■ SOURCE ■
★ ★ ★ ★ ★ ★ ★

# Max number of spacers on Easton EA90 SLX?



## tyro (May 15, 2005)

Does anyone know the max number of spacers I can use with the Easton carbon steerer SLX road fork? I know that you cannot use too many since the steerer is carbon. Thanks!


----------



## ms6073 (Jul 7, 2005)

The answer can be dependent on the stack height/rise of the stem, but the manufactuers have been pushing for a maximum of 4cm spacers to be used with forks with carbon steerers. Practically speaking, anything more than 4cm does bring up the question of whether or not the frame is a good match for the rider.


----------



## CleavesF (Dec 31, 2007)

Does it say there is a limit?

If not, you can put as many of them as you want. Some say to even put a spacer on top of your stem like a 2.5mm but nobody does that either. 

Unless they say you can't do it, you probably can. 

Carbon fiber will EXPLODE!


----------



## cmg (Oct 27, 2004)

from the easton technical section on forks http://www.eastonbike.com/downloadable_files_unprotected/instal_instr/fork_07-EN.pdf

"The spacer stack below the stem must not exceed 50 mm
(Figure 4).
• A carbon steerer tube must extend 7-8 mm above the top of the stem clamp and have a 10 mm spacer installed between the stem and the top cap (Figure 5)."


----------



## MB1 (Jan 27, 2004)

You could easily fit 50 (1mm) spacers in there.


----------



## tyro (May 15, 2005)

Thanks guys! 5 cm is plenty of space for me. I just want to be sure and ride safe with the carbon steerer. I'm usually more of a ti, aluminum, or steel guy. The carbon is a bit of a stretch for me.


----------



## AlexCad5 (Jan 2, 2005)

★ ★ ★ ★ ★ ★ ★

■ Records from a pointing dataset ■

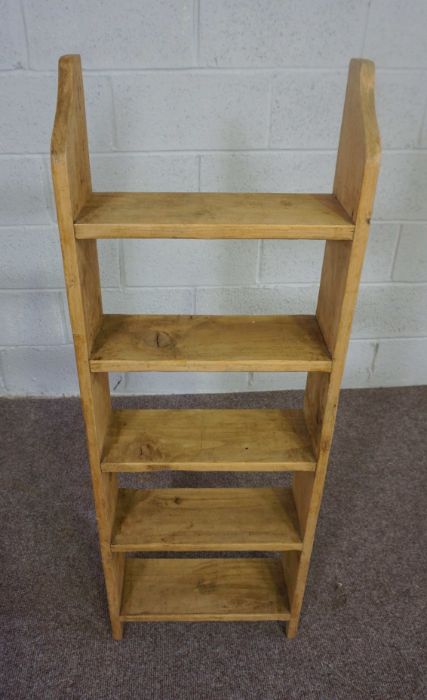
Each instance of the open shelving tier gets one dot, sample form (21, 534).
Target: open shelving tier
(276, 525)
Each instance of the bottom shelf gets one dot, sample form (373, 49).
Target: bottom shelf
(204, 589)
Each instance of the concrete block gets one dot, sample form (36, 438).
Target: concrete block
(400, 103)
(380, 252)
(411, 257)
(289, 171)
(395, 34)
(306, 109)
(401, 362)
(276, 381)
(359, 364)
(256, 300)
(280, 33)
(402, 187)
(31, 318)
(185, 382)
(13, 55)
(172, 111)
(290, 261)
(23, 198)
(391, 310)
(189, 263)
(109, 34)
(31, 259)
(33, 371)
(28, 108)
(160, 300)
(149, 173)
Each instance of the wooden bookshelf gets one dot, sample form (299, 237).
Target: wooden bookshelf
(277, 523)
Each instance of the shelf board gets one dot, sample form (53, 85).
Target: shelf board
(204, 589)
(128, 343)
(207, 440)
(208, 519)
(212, 215)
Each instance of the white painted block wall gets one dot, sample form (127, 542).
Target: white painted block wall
(211, 95)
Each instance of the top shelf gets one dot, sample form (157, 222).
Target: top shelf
(212, 215)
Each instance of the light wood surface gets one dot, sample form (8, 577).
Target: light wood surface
(208, 440)
(72, 186)
(204, 589)
(209, 343)
(212, 215)
(282, 520)
(355, 184)
(213, 519)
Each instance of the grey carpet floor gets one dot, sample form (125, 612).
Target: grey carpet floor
(362, 632)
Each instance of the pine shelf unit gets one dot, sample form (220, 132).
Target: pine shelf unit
(279, 523)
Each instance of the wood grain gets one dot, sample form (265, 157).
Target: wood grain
(209, 343)
(213, 519)
(72, 187)
(355, 182)
(204, 589)
(208, 440)
(212, 215)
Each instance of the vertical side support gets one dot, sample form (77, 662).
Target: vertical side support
(354, 186)
(72, 185)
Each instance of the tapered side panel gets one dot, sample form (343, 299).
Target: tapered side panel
(354, 186)
(72, 186)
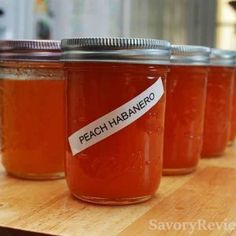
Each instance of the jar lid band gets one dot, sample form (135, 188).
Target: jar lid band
(130, 50)
(35, 50)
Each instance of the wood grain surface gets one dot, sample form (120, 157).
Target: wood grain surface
(202, 203)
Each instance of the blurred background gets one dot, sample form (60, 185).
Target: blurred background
(202, 22)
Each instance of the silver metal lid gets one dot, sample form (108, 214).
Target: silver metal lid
(220, 57)
(30, 50)
(121, 50)
(189, 55)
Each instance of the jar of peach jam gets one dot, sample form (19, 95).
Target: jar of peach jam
(32, 125)
(185, 106)
(218, 103)
(233, 114)
(115, 117)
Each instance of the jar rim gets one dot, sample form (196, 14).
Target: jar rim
(190, 54)
(121, 50)
(222, 57)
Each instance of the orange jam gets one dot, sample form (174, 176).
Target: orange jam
(185, 104)
(218, 111)
(33, 118)
(233, 115)
(125, 167)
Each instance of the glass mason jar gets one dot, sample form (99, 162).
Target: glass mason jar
(233, 115)
(185, 105)
(115, 117)
(32, 109)
(218, 103)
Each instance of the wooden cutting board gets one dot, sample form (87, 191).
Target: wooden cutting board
(206, 197)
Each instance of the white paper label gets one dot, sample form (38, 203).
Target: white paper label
(117, 119)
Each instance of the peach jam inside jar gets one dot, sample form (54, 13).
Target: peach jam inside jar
(115, 117)
(185, 105)
(32, 106)
(218, 103)
(233, 114)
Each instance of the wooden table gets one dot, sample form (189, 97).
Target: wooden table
(206, 196)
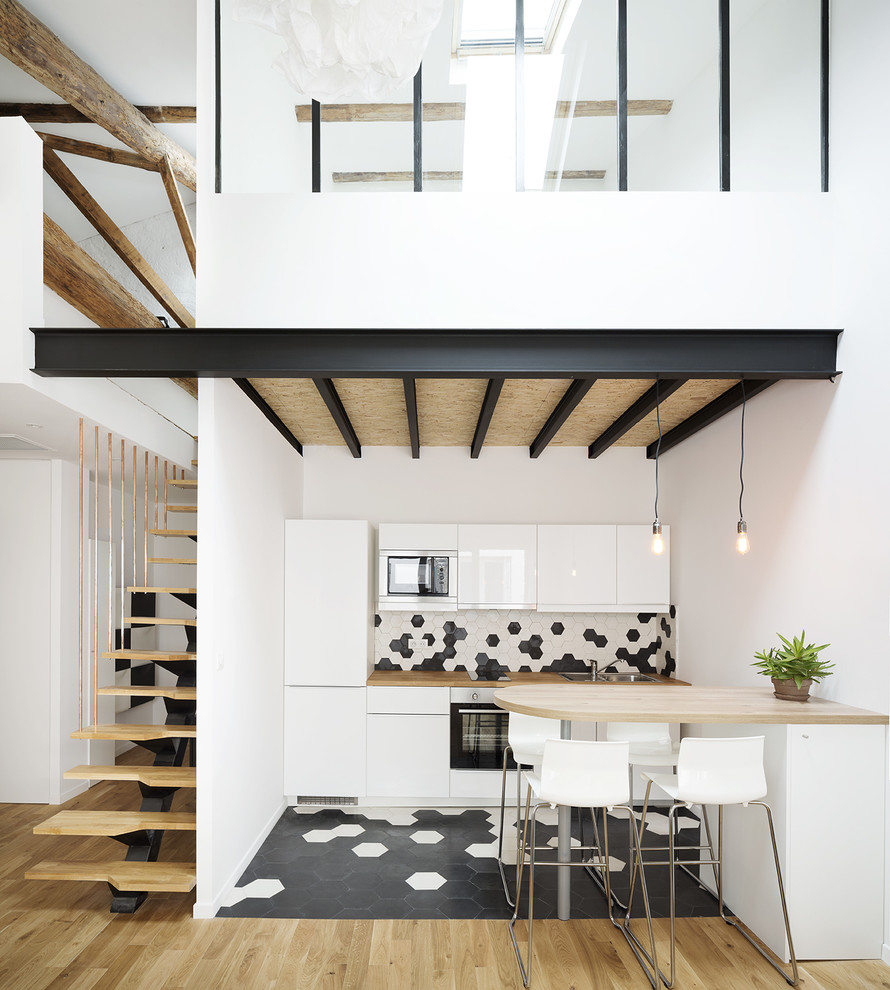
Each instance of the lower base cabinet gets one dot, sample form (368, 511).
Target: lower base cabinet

★ ★ ★ ★ ★ ★ ★

■ WHAT IS ASKED ■
Copy word for word the part of the fork spacer thread between "## CleavesF (Dec" and "fiber will EXPLODE!", inclusive.

■ ANSWER ■
## CleavesF (Dec 31, 2007)

Does it say there is a limit?

If not, you can put as many of them as you want. Some say to even put a spacer on top of your stem like a 2.5mm but nobody does that either. 

Unless they say you can't do it, you probably can. 

Carbon fiber will EXPLODE!